Instruções e requisitos:
Responda com base no texto sobre as mulheres da astronomia:
1. Por volta de que ano os nomes das mulheres passaram a aparecer com certa regularidade nos anais da astronomia?
2. Com qual obra Maria Cunitz conseguiu simplificar as Tábuas Rudolphianas de Kepler?
3. Quantas novas constelações foram traçadas no Firmamentum Sobiescianum?

Março é conhecido como o "mês da mulher", e a gente não poderia deixar passar em branco a oportunidade de falar um pouco sobre as grandes mulheres da Astronomia, que deixaram um legado de conhecimento de valor imensurável, além de quebrarem duras barreiras para a grande participação e atuação das mulheres na ciência e na Astronomia nos dias de hoje.
Deixamos aqui então a nossa homenagem a todas elas, e para vocês, leitores, um panorama histórico e inspirador, dedicado especialmente a todas as mulheres que estão hoje escrevendo também a história da ciência.
Foi por volta de 1600 que os nomes das mulheres passaram a aparecer com certa
regularidade nos anais da astronomia. Muitas, à essa época, viveram à sombra de
familiares cientistas – pai, irmão ou cônjuge - a quem ajudavam em seus
trabalhos, colaboravam na redação, nos cálculos e nas classificações. Em geral,
prosseguiram as pesquisas e as tarefas dos seus “protetores” depois de suas
mortes, completando-as com paciência e precisão. Sua maior luta era para ter
acesso ao conhecimento. Precisaram vencer também o preconceito de que trabalho
científico não era da alçada de mulheres.
A verdade é que algumas características tidas como femininas - habilidade manual, dedicação, paciência e persistência – ajudaram-nas muito no trabalho científico.
A astrônoma dinamarquesa Sophie Brahe (1556?-1643) era assistente científica muito silenciosa e brilhante do seu irmão, o astrônomo Tycho Brahe (1546–1601). Sua atividade como astrônoma foi relatada pelo astrônomo francês Pierre Gassendi (1592–1655) em De Tychonis Brahei Vita:Tychonis Brahei Vita: "ela foi uma perita em matemática e astronomia, estudos aos quais se dedicou com grande entusiasmo".
A astrônoma silesiana Maria Cunitz (1604-1664), além de tradutora dos trabalhos de Kepler, dedicou-se à melhoria das tábuas astronômicas. Com a obra Urania propitia (Oels-Silesia, 1650), Cunitz conseguiu uma simplificação das Tábuas Rudolphianas de Kepler e ganhou uma enorme reputação na Europa. Além de aperfeiçoar as efemérides, encontrou uma solução mais elegante para o problema de Kepler.
A astrônoma polonesa Elizabeth Hevelius (1646-1693), segunda esposa do astrônomo alemão Johann Hevelius (1611-1687), publicou dois catálogos estelares importantes. Após o falecimento do marido, publicou Firmamentum Sobiescianum(1690), último catalogo e atlas com 56 folhas, realizado com base em observações feitas a olho nu, no qual foram traçadas sete novas constelações até hoje em uso.
A astrônoma alemã Maria Margareth Kirch ou Maria Margareth Winckelmann(1670-1720) aprendeu astronomia com o fazendeiro alemão
Christoph Arnold (1650-1695), um apaixonado pela pesquisa astronômica que, além
de ter descoberto o grande cometa de 1863, observou o trânsito de Mercúrio pelo
disco solar em 31 de outubro de 1690. Em 1686, o astrônomo alemão Gottfried
Kirch (1693-1710) então viúvo instalou-se na cidade de Leipzig, onde conheceu
Maria Margareth com quem se casou. Mais tarde, ela descobriu o cometa de 1702.

[Exemplos de rotulagem de pontos]

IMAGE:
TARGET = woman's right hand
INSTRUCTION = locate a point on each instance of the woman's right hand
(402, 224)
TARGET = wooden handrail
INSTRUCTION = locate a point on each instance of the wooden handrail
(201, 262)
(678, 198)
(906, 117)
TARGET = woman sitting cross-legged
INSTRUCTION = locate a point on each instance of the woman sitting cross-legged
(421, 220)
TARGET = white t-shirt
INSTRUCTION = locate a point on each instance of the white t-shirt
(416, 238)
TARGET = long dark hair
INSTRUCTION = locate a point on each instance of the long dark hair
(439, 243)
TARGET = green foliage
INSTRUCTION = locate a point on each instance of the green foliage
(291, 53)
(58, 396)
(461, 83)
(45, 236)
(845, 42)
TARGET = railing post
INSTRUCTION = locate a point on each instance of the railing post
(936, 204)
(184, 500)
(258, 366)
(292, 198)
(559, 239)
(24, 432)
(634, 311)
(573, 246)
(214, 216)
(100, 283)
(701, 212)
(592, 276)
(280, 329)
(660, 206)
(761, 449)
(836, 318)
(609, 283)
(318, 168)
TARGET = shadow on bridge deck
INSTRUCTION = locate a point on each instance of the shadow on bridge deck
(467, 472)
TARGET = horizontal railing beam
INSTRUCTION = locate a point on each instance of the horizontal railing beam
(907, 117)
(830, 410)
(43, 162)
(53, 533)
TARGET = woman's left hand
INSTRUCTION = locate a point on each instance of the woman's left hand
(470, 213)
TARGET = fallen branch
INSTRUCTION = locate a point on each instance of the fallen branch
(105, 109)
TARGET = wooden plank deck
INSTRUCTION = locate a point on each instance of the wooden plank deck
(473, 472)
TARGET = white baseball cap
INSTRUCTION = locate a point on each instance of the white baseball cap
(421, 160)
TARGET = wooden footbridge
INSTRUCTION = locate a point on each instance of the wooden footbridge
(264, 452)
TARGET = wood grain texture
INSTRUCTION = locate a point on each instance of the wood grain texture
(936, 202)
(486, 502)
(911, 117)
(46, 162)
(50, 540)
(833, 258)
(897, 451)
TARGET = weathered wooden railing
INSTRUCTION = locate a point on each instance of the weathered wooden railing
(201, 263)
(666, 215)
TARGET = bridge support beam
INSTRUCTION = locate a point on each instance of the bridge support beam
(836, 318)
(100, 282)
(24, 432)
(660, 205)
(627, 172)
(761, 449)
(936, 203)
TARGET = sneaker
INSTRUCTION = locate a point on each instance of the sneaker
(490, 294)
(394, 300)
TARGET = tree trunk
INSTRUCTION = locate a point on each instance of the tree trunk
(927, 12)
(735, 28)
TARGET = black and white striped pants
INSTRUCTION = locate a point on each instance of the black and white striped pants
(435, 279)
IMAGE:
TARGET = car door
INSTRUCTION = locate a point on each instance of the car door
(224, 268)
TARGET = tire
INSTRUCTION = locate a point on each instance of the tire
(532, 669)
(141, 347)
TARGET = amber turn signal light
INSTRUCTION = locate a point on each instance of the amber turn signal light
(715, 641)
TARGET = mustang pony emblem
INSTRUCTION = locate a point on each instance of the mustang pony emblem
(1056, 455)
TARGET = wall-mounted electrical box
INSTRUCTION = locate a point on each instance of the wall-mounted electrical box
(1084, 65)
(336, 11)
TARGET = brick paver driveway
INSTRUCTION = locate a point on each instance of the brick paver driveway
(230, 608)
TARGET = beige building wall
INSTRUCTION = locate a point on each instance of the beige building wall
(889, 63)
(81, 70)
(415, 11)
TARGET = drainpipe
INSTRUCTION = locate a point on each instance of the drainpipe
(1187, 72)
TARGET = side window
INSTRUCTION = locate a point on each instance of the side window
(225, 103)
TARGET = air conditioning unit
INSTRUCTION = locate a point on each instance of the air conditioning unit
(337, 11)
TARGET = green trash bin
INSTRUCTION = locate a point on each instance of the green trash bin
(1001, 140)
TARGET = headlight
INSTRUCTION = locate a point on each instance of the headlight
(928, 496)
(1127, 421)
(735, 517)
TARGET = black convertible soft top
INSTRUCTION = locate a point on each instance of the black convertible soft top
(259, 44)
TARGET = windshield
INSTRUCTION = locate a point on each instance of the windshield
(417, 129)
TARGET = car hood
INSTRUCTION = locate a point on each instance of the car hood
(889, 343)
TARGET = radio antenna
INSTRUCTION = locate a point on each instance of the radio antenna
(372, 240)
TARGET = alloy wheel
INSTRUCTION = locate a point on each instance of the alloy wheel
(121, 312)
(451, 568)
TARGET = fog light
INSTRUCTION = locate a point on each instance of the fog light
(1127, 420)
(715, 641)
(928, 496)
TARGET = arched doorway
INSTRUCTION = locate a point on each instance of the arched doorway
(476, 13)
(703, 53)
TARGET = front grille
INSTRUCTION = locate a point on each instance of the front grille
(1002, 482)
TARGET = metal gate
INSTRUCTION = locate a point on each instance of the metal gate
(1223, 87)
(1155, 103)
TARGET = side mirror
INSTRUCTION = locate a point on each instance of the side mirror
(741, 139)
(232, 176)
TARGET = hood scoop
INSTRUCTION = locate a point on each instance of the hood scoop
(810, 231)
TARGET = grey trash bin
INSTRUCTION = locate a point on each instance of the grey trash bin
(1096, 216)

Resposta do exercício:
1. Por volta de 1600.
2. Com a obra Urania propitia (Oels-Silesia, 1650).
3. Sete.